Required task: Rewrite the lines below as a numbered list, leaving out any blank lines.

***

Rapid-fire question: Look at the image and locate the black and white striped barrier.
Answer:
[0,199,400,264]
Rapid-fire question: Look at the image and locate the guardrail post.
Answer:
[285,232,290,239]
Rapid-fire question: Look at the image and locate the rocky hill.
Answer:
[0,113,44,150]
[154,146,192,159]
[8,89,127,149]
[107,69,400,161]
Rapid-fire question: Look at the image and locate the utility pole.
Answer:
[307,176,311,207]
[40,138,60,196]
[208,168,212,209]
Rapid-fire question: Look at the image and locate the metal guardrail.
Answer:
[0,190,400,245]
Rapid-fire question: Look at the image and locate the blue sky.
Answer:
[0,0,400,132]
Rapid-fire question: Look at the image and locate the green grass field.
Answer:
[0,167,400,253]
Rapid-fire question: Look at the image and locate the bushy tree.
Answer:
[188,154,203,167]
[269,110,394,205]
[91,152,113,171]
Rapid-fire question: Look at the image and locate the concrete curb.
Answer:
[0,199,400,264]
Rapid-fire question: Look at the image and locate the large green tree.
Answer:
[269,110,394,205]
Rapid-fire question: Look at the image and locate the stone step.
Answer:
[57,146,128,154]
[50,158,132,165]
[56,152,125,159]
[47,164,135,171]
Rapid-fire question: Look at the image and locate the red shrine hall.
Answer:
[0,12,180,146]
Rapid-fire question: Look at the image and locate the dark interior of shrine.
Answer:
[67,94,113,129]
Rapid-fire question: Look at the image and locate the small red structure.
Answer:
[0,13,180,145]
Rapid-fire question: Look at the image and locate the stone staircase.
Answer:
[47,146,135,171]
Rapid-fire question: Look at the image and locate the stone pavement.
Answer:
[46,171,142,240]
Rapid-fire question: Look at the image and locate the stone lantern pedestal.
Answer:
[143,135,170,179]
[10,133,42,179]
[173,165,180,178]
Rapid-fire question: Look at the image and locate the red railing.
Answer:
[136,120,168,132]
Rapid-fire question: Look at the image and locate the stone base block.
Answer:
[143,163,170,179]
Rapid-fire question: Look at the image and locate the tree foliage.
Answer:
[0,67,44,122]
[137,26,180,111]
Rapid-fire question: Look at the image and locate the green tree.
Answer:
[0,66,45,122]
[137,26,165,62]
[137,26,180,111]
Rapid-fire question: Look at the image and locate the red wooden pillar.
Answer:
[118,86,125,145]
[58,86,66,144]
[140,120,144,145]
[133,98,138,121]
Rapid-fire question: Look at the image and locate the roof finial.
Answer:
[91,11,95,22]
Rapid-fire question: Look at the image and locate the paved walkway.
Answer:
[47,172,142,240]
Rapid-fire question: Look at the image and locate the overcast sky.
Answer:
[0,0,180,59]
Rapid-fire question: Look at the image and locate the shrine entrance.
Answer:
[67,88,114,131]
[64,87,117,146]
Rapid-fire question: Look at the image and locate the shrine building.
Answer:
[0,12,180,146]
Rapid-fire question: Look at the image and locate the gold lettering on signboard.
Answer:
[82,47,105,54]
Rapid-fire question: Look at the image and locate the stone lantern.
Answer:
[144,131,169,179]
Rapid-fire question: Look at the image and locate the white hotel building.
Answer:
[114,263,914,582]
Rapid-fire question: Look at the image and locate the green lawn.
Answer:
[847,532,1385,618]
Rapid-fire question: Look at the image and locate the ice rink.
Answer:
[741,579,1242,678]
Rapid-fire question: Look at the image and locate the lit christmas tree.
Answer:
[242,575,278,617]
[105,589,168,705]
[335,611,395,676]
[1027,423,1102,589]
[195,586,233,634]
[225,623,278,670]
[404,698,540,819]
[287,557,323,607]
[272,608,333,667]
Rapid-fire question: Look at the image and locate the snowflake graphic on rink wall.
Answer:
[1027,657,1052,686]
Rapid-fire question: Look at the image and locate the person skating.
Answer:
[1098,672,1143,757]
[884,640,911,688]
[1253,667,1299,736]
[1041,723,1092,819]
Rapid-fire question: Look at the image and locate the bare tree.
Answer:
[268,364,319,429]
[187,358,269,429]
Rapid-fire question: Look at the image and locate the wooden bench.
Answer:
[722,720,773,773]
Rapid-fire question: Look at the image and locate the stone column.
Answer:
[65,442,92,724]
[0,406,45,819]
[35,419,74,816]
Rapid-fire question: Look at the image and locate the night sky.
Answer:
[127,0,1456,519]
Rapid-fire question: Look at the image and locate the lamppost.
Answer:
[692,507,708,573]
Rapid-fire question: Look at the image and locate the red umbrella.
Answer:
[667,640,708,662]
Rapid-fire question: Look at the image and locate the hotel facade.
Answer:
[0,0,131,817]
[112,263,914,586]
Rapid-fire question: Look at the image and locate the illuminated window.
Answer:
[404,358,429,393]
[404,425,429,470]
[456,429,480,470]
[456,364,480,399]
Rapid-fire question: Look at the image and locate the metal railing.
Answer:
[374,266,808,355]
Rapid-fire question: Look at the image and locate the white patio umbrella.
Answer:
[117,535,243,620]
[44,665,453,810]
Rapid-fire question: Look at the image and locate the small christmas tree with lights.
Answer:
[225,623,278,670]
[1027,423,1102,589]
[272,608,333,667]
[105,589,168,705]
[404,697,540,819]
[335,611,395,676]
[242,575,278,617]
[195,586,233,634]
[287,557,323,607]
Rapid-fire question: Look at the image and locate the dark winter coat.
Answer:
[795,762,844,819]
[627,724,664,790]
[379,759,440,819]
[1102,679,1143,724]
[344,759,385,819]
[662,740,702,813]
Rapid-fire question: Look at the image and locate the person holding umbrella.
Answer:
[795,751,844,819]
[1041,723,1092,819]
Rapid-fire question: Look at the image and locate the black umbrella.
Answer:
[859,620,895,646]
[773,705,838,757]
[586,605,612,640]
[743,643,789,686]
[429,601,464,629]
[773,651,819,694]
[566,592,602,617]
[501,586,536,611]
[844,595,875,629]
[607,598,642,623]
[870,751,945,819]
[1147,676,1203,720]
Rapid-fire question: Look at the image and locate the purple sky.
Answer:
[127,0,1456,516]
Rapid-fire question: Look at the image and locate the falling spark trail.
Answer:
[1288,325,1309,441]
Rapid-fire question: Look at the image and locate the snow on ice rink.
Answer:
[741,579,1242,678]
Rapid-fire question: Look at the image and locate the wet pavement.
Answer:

***

Written solution:
1. Rapid-fire question: Look at the image and locate the black and white striped barrier.
2. Answer:
3. [0,199,400,264]
4. Rapid-fire question: Look at the image and locate the guardrail post.
5. Answer:
6. [285,232,290,239]
7. Rapid-fire question: Look at the image and locate the rocky hill.
8. Answer:
9. [0,113,44,150]
10. [154,146,192,159]
11. [8,89,127,149]
12. [107,69,400,161]
13. Rapid-fire question: Look at the image and locate the utility pole.
14. Answer:
15. [307,176,311,207]
16. [40,138,60,196]
17. [208,168,212,209]
18. Rapid-fire question: Look at the image and locate the metal guardrail.
19. Answer:
20. [0,190,400,245]
21. Rapid-fire question: Look at the image and locate the blue sky.
22. Answer:
23. [0,0,400,132]
24. Rapid-fire question: Look at the image and locate the green grass field.
25. Answer:
26. [0,167,400,253]
27. Rapid-fire question: Look at the image and locate the bushy tree.
28. Answer:
29. [188,154,203,167]
30. [269,110,394,205]
31. [91,152,113,171]
32. Rapid-fire question: Look at the image and locate the concrete curb.
33. Answer:
34. [0,199,400,264]
35. Rapid-fire question: Look at the image and locate the large green tree.
36. Answer:
37. [269,110,394,205]
38. Rapid-fire question: Look at the image and locate the stone step.
39. Answer:
40. [57,146,128,154]
41. [50,158,132,165]
42. [56,152,125,159]
43. [47,164,135,171]
44. Rapid-fire question: Look at the image and locate the red shrine hall.
45. Answer:
46. [0,12,180,146]
47. Rapid-fire question: Look at the image and locate the dark interior of shrine.
48. Answer:
49. [67,94,113,129]
50. Rapid-fire question: Look at the image and locate the small red structure.
51. Answer:
52. [0,13,180,145]
53. Rapid-fire question: Look at the image and locate the stone staircase.
54. Answer:
55. [47,146,135,171]
56. Rapid-fire question: Look at the image and locate the stone pavement.
57. Answer:
58. [46,171,142,240]
59. Rapid-fire question: Look at the image and locate the stone lantern pedestal.
60. Answer:
61. [143,135,170,179]
62. [10,133,42,179]
63. [173,165,180,178]
64. Rapid-fire question: Look at the image and locate the red railing.
65. Answer:
66. [136,120,168,132]
67. Rapid-fire question: Look at the image and locate the stone base block.
68. Answer:
69. [143,163,170,179]
70. Rapid-fire question: Look at the image and locate the tree foliage.
71. Answer:
72. [0,67,44,122]
73. [137,26,180,111]
74. Rapid-fire question: Look at the image and locate the green tree.
75. Answer:
76. [0,66,45,122]
77. [137,26,165,62]
78. [137,26,180,111]
79. Rapid-fire question: Look at the image and locate the red wooden pillar.
80. Answer:
81. [118,86,125,145]
82. [58,86,66,144]
83. [140,120,144,145]
84. [133,98,138,121]
85. Rapid-fire question: Look at the image and locate the roof finial.
86. Answer:
87. [91,11,95,22]
88. Rapid-fire question: Look at the image and locate the paved walkway.
89. Answer:
90. [47,172,142,240]
91. Rapid-fire question: Look at the image and locate the overcast sky.
92. Answer:
93. [0,0,180,59]
94. Rapid-fire question: Look at the image and locate the shrine entrance.
95. Answer:
96. [67,88,114,131]
97. [64,87,117,146]
98. Rapid-fire question: Look at the image and locate the shrine building.
99. Answer:
100. [0,12,180,146]
101. Rapid-fire question: Look at the image and locate the gold lettering on signboard.
102. Answer:
103. [82,47,105,54]
104. Rapid-fire question: Look at the image and locate the stone lantern.
105. Answer:
106. [144,131,169,179]
107. Rapid-fire question: Look at the image and locate the white hotel building.
108. Answer:
109. [114,263,914,582]
110. Rapid-fire question: Look at the image and locate the green lawn.
111. Answer:
112. [847,532,1385,618]
113. Rapid-fire question: Look at the image and locate the ice rink.
114. Answer:
115. [741,579,1242,678]
116. Rapid-fire question: Look at the image and locate the lit christmas tree.
117. Answer:
118. [242,575,278,617]
119. [105,589,168,705]
120. [335,611,395,676]
121. [1027,423,1102,589]
122. [195,586,233,634]
123. [225,623,278,670]
124. [404,698,540,819]
125. [287,557,323,607]
126. [272,608,333,667]
127. Rapid-fire question: Look at the image and locate the snowflake graphic on rink wall.
128. Answer:
129. [1027,657,1052,686]
130. Rapid-fire question: Look at the image and locate the person skating.
131. Answer:
132. [1098,672,1143,757]
133. [884,640,911,688]
134. [1253,667,1299,736]
135. [1041,723,1092,819]
136. Rapid-fire question: Look at the image and locate the bare tree.
137. Answer:
138. [268,364,319,429]
139. [187,358,269,429]
140. Rapid-fire question: Look at the image and locate the wooden bench.
141. Answer:
142. [722,720,773,773]
143. Rapid-fire question: Look at the image and locate the stone column.
144. Answer:
145. [65,442,92,724]
146. [0,406,45,819]
147. [35,419,74,816]
148. Rapid-fire question: Look at the image and locate the night sky.
149. Answer:
150. [127,0,1456,519]
151. Rapid-fire question: Look at the image and locate the lamppost.
152. Answer:
153. [692,507,708,573]
154. Rapid-fire question: Look at the image and locate the red umbrella.
155. Answer:
156. [667,640,708,662]
157. Rapid-fire question: Look at the image and locate the hotel facade.
158. Answer:
159. [0,0,131,817]
160. [112,263,914,586]
161. Rapid-fire question: Look at the image and locate the illuminated window.
162. Answer:
163. [404,358,429,393]
164. [404,425,429,470]
165. [456,429,480,470]
166. [456,364,480,399]
167. Rapid-fire question: Look at the image and locate the metal railing.
168. Answer:
169. [374,266,808,355]
170. Rapid-fire question: Look at the image and locate the white patio umbrella.
171. Answer:
172. [117,535,243,620]
173. [44,665,453,810]
174. Rapid-fire question: Look at the image and locate the small christmas tree with lights.
175. Answer:
176. [225,623,278,670]
177. [1027,423,1102,589]
178. [272,608,333,667]
179. [105,589,168,705]
180. [404,697,540,819]
181. [335,611,395,676]
182. [242,575,278,617]
183. [195,586,233,634]
184. [287,557,323,607]
185. Rapid-fire question: Look at the image and locate the dark winter coat.
186. Answer:
187. [795,762,844,819]
188. [627,724,664,790]
189. [379,759,440,819]
190. [1102,679,1143,724]
191. [344,759,385,819]
192. [662,740,702,813]
193. Rapid-fire question: Look at the image and locate the person holding umbrella.
194. Answer:
195. [795,751,844,819]
196. [1041,723,1092,819]
197. Rapid-fire question: Look at the image and locate the black umbrella.
198. Answer:
199. [859,620,895,646]
200. [773,705,838,757]
201. [586,605,612,640]
202. [743,643,789,686]
203. [429,601,464,629]
204. [773,651,819,694]
205. [566,592,602,617]
206. [501,586,536,611]
207. [844,595,875,629]
208. [607,598,642,623]
209. [870,751,945,819]
210. [1147,676,1203,720]
211. Rapid-fire question: Look at the image and locate the purple sky.
212. Answer:
213. [127,0,1456,516]
214. Rapid-fire question: Look at the image and locate the falling spark trail.
215. Answer:
216. [1288,325,1309,441]
217. Rapid-fire question: Look at the image and locate the snow on ice rink.
218. Answer:
219. [741,579,1242,678]
220. Rapid-fire question: Look at the image and locate the wet pavement.
221. Answer:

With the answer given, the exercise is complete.